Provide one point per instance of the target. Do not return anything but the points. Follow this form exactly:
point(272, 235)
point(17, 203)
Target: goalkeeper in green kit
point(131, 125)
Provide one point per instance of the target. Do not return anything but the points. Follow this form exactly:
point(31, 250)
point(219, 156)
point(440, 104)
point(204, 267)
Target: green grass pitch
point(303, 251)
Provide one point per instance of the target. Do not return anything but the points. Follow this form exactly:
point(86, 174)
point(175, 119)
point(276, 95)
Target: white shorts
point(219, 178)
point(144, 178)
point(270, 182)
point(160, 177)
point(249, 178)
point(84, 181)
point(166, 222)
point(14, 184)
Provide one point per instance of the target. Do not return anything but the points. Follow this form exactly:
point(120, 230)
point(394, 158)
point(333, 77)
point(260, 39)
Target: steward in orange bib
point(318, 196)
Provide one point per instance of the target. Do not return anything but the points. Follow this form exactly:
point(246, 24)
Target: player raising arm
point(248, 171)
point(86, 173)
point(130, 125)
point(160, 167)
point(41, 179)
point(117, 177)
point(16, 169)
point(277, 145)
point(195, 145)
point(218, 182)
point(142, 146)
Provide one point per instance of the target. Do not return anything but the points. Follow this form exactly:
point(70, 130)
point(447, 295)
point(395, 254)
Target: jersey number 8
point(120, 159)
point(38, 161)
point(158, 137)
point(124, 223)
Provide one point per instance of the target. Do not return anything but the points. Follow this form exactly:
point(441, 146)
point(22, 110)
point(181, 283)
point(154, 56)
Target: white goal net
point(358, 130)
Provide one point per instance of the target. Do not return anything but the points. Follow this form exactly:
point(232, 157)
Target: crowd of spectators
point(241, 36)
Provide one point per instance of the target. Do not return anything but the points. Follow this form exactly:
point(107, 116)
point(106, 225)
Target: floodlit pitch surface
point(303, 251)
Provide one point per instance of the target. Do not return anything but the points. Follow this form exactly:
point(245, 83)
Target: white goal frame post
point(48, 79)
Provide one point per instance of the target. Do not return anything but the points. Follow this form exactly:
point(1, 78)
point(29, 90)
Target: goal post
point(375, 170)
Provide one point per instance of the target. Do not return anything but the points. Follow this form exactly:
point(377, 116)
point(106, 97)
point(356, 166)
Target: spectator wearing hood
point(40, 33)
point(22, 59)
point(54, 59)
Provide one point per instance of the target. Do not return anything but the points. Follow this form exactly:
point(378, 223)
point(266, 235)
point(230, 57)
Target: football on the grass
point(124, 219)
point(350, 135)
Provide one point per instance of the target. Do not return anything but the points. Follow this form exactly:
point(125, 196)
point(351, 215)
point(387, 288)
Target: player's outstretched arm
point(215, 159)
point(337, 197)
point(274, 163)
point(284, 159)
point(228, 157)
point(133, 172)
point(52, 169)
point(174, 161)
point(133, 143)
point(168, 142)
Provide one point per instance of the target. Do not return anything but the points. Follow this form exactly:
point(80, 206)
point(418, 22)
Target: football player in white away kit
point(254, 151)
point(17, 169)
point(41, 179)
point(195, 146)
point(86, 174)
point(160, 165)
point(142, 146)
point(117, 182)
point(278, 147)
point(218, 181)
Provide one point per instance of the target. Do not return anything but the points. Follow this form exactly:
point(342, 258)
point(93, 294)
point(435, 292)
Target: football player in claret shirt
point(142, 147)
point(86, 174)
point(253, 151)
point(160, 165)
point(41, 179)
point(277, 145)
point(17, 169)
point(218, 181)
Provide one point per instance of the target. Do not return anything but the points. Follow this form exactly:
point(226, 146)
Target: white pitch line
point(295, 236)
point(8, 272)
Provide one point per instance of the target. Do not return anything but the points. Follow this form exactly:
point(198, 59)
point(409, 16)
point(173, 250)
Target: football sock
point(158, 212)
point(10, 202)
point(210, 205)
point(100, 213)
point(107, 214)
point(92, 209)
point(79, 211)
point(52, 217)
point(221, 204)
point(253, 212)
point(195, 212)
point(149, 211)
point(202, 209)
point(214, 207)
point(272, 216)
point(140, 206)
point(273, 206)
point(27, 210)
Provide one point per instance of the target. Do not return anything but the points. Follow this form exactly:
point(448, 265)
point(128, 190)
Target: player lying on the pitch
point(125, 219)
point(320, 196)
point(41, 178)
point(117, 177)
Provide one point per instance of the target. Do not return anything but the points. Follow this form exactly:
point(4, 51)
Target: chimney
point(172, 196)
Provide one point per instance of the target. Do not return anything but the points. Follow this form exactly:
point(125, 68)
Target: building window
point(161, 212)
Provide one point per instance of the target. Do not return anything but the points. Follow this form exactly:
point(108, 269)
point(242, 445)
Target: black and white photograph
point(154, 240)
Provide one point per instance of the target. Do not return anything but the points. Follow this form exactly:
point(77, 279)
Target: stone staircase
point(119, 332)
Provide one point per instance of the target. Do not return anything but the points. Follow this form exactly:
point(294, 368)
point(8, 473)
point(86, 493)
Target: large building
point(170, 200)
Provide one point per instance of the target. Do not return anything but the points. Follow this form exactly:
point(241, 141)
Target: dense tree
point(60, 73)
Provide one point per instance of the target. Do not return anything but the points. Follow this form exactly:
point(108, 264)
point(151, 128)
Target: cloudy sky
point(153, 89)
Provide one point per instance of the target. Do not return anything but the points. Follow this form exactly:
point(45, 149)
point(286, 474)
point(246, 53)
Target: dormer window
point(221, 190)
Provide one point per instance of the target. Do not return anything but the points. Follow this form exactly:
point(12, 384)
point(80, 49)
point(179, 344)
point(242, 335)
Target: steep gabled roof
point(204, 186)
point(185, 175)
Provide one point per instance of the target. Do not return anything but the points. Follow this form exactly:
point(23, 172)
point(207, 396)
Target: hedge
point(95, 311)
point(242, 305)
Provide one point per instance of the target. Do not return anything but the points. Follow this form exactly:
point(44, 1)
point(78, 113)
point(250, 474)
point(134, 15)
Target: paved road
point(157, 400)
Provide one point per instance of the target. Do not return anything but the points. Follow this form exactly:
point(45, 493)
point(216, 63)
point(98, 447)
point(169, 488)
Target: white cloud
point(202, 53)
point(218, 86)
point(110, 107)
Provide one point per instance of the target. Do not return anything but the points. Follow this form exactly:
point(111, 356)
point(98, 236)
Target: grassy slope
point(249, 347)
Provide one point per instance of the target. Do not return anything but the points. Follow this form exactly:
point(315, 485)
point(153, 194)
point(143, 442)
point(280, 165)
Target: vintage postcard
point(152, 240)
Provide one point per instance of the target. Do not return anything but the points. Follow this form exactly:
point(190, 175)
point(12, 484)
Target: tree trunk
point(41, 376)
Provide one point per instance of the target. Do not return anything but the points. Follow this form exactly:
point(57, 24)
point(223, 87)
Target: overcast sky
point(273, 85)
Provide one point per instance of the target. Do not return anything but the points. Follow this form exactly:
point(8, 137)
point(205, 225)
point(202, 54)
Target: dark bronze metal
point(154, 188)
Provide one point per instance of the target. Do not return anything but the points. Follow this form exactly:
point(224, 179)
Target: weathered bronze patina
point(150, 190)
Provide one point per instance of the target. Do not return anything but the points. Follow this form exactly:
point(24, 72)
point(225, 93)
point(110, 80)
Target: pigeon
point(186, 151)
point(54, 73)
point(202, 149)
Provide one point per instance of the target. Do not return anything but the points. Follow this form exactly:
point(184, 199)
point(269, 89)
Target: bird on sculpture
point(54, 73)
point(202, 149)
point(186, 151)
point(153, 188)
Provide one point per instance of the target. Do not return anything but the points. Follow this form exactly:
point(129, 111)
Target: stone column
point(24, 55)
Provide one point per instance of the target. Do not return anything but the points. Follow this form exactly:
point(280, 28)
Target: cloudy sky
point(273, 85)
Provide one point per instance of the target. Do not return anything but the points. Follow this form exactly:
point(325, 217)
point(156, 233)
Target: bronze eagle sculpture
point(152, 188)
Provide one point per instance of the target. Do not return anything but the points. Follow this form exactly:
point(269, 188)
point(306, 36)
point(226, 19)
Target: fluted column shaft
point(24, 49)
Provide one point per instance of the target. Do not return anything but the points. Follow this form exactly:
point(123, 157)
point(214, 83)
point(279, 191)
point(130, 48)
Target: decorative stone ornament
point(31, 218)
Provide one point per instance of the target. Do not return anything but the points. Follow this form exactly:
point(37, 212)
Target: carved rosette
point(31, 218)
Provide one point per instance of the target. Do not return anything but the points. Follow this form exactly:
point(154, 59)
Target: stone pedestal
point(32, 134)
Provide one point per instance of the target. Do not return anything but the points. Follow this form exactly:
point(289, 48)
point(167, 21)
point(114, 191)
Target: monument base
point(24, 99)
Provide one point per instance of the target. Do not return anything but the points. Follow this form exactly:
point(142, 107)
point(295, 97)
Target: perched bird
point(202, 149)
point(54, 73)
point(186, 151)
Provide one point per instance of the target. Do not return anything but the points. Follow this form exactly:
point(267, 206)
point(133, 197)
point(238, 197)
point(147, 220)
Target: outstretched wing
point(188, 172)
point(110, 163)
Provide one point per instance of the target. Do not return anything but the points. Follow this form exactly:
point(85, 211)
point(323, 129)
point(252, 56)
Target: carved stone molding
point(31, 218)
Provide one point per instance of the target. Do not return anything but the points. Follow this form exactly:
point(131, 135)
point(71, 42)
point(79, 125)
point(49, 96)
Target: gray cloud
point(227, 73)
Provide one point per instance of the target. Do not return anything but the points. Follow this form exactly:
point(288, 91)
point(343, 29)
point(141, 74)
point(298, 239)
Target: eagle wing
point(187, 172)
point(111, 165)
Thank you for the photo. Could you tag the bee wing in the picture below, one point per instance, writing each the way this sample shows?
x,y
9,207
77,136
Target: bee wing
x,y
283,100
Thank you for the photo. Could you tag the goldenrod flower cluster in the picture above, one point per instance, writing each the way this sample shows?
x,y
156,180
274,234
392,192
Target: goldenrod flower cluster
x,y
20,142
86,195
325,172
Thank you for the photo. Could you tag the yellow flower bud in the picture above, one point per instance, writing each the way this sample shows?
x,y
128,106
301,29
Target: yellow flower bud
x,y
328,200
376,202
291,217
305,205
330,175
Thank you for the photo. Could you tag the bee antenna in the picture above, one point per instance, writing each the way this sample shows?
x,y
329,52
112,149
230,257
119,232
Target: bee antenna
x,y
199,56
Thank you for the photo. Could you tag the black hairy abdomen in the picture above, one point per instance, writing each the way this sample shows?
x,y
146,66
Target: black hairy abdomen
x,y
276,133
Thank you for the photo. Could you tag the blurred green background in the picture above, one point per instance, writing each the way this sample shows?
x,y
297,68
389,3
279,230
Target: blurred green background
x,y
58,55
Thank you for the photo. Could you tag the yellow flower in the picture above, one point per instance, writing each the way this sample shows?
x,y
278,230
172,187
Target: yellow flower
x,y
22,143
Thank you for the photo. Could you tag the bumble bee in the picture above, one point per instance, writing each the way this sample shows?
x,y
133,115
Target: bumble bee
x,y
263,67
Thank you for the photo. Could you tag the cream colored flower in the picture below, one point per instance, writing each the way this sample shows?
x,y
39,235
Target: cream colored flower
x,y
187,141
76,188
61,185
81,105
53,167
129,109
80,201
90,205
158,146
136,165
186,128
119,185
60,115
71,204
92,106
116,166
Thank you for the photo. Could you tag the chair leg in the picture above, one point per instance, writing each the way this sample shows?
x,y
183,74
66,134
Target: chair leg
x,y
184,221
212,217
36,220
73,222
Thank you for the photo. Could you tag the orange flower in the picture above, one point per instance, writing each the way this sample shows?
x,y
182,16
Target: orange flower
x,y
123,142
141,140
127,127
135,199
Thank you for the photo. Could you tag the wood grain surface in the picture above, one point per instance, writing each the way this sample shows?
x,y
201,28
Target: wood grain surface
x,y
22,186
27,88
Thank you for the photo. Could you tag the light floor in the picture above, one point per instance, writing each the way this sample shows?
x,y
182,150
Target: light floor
-*-*-
Aim of the task: From the entries above, restate word for word the lines from the line containing "point(260, 39)" to the line containing "point(246, 24)", both ends included, and nothing more.

Reply to the task:
point(260, 39)
Target: steward in orange bib
point(318, 196)
Provide one point per instance of the target. Do not return anything but the points. Follow this form exactly:
point(246, 24)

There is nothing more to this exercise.